| Text extract |
In a second aspect, the invention provides said apparatus in combination with a swimming pool overflow trough, such that water in the overflow trough is at the level of the pool, the overflow trough including a drain from which water can be drawn for cleaning purposes and returned elsewhere in the pool, wherein the overflow trough includes a cover in a surface adjacent the pool, finger holes being provided in the cover through which said sensing probes depend, the apparatus being supported on said cover by said lower outer surface of the housing.

The pool may include a swimming pool or garden pool or other liquid container for which it is desirable to monitor the fill level.

In a third aspect, the invention comprises a method of monitoring the fill level of a water basin, wherein the water basin comprises an overflow trough such that water in the overflow trough is at the level in the water basin, the overflow trough comprising a drain from which water is drawn for cleaning purposes and returned elsewhere in the water basin, wherein the overflow trough comprises a lid in a surface adjacent the water basin, a finger hole being provided in the lid, wherein the method comprises providing an apparatus as defined above and passing a sensing probe through the finger hole such that the probe is partially submerged in the water in the overflow trough and the apparatus is supported on the lid by the lower outer surface of the housing, and wherein the sensing probe returns a value to the electronic circuit according to the degree of submersion of the probe in the water and a telemetry device connects the water basin status monitoring apparatus to a remote system via a local area wireless network or a mobile phone station, and informs the remote system of the degree of submersion of the probe in the water and thus of the fill level of the tank.

The shell may be sufficiently rigid to withstand the pressure exerted by an adult male standing on the shell. It may be constructed of an ABS plastic material, for example, which is both strong enough and relatively transparent to the radio signals transmitted and received by the telemetry device.

The housing may have a tapered top surface to reduce the risk of lateral pressure being applied to the housing when the probe is inserted through the finger hole in the overflow trough cover and the device rests on the cover. This risk may be experienced by a user knocking the housing as he walks around the pool.

A remote system for use with a device according to the present disclosure may comprise a monitoring program running in a computer connected to the internet and adapted to receive communications from one or more devices as defined above, wherein the program is arranged to issue an alarm when it records that a change in the fill level of the pool monitored by the device exceeds a desired threshold.

| Material provided |
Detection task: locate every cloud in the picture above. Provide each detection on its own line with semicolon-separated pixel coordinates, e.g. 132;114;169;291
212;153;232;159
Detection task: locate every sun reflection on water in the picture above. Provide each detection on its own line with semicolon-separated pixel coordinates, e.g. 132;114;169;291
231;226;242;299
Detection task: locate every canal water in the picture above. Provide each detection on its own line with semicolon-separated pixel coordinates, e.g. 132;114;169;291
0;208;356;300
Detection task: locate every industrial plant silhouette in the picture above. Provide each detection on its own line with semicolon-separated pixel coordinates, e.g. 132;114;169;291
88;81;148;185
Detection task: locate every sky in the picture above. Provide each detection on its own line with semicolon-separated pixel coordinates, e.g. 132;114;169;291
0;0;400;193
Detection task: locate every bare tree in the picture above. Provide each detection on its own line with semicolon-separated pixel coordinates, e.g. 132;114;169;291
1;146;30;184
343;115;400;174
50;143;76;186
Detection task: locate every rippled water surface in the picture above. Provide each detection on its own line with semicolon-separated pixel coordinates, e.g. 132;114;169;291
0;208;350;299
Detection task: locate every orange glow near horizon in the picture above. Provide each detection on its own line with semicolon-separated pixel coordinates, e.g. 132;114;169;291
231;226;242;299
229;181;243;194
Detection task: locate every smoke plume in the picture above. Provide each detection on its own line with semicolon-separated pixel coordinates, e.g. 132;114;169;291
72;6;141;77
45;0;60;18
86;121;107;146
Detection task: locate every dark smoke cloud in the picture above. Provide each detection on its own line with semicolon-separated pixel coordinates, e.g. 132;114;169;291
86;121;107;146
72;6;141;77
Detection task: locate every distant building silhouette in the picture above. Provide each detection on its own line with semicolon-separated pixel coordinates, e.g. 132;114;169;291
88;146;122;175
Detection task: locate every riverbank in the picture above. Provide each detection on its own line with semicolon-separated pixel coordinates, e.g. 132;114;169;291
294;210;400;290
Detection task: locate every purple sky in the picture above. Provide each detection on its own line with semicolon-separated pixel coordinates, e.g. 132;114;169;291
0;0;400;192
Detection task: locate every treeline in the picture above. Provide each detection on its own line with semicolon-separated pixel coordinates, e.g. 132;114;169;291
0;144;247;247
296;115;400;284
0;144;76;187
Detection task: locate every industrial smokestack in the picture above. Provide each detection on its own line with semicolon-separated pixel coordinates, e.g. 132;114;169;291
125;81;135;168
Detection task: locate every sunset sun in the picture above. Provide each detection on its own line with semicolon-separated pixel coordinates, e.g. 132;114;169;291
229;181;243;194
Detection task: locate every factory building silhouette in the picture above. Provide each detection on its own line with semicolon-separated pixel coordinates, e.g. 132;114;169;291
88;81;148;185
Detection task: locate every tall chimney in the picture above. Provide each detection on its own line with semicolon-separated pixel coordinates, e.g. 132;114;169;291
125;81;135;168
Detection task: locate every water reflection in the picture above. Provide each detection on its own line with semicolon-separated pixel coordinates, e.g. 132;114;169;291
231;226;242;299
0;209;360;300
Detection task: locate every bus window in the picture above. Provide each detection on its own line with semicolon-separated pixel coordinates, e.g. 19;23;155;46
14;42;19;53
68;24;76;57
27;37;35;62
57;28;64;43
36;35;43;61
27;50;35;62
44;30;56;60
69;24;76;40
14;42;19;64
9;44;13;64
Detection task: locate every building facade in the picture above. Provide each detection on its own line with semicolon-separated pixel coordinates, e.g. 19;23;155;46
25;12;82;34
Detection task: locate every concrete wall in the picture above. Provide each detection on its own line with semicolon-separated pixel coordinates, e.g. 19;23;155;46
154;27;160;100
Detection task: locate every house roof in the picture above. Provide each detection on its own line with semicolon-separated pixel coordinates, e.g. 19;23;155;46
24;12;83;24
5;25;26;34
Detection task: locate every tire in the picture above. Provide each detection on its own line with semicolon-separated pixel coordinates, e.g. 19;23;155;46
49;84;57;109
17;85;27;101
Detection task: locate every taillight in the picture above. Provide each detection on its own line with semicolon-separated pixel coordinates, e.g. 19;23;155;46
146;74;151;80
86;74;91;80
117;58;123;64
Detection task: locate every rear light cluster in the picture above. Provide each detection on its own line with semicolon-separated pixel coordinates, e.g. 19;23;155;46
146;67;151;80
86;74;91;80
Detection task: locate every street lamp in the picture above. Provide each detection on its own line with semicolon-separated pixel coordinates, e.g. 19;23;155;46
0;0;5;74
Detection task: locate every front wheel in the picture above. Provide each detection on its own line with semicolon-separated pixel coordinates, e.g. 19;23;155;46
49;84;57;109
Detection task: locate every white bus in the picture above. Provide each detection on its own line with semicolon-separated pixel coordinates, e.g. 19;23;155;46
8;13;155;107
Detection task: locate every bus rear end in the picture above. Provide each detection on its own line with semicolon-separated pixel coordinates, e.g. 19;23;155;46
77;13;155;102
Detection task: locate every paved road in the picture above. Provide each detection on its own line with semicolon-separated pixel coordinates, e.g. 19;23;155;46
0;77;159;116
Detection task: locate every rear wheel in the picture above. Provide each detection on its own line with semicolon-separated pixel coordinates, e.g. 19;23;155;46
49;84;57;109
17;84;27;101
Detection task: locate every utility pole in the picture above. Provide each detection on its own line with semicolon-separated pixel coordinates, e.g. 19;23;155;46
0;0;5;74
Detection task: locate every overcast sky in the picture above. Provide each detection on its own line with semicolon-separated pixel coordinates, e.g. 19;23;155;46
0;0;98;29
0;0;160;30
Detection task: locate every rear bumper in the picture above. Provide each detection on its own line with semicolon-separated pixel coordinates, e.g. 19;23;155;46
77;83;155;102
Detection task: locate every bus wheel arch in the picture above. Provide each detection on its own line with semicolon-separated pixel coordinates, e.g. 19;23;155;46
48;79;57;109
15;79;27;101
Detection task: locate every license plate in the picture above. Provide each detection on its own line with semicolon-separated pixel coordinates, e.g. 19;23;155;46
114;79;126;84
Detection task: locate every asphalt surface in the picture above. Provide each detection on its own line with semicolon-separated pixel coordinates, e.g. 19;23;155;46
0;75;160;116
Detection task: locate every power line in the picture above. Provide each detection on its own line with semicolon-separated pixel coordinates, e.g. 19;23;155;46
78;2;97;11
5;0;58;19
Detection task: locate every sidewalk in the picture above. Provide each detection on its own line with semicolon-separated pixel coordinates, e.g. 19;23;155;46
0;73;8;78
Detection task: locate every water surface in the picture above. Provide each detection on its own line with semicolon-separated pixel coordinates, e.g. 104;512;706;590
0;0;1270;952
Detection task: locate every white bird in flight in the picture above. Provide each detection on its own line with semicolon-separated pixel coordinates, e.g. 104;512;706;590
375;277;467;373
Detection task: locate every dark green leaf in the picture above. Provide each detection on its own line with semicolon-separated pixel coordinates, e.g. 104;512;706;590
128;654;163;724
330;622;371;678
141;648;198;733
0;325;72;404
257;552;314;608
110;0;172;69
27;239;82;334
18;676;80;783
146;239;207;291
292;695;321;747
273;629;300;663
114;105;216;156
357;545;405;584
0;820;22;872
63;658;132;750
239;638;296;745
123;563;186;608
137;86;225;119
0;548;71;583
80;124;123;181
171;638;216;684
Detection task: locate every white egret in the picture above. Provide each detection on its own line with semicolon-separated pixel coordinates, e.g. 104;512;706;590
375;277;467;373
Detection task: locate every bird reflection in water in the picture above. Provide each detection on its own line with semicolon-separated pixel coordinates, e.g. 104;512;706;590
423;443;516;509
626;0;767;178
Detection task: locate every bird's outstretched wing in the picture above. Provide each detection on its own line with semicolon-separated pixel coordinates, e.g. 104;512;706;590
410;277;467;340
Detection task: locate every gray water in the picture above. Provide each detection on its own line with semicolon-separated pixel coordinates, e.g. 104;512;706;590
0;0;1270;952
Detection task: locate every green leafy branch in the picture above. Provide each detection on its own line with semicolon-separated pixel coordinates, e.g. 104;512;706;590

| Job |
Please print the section of the pool level monitoring text starting with "The shell may" and going on through "around the pool.". The rows play no part in this.

| Solution to this exercise |
The shell may be sufficiently rigid to withstand the pressure exerted by an adult male standing on the shell. It may be constructed of an ABS plastic material, for example, which is both strong enough and relatively transparent to the radio signals transmitted and received by the telemetry device.

The housing may have a tapered top surface to reduce the risk of lateral pressure being applied to the housing when the probe is inserted through the finger hole in the overflow trough cover and the device rests on the cover. This risk may be experienced by a user knocking the housing as he walks around the pool.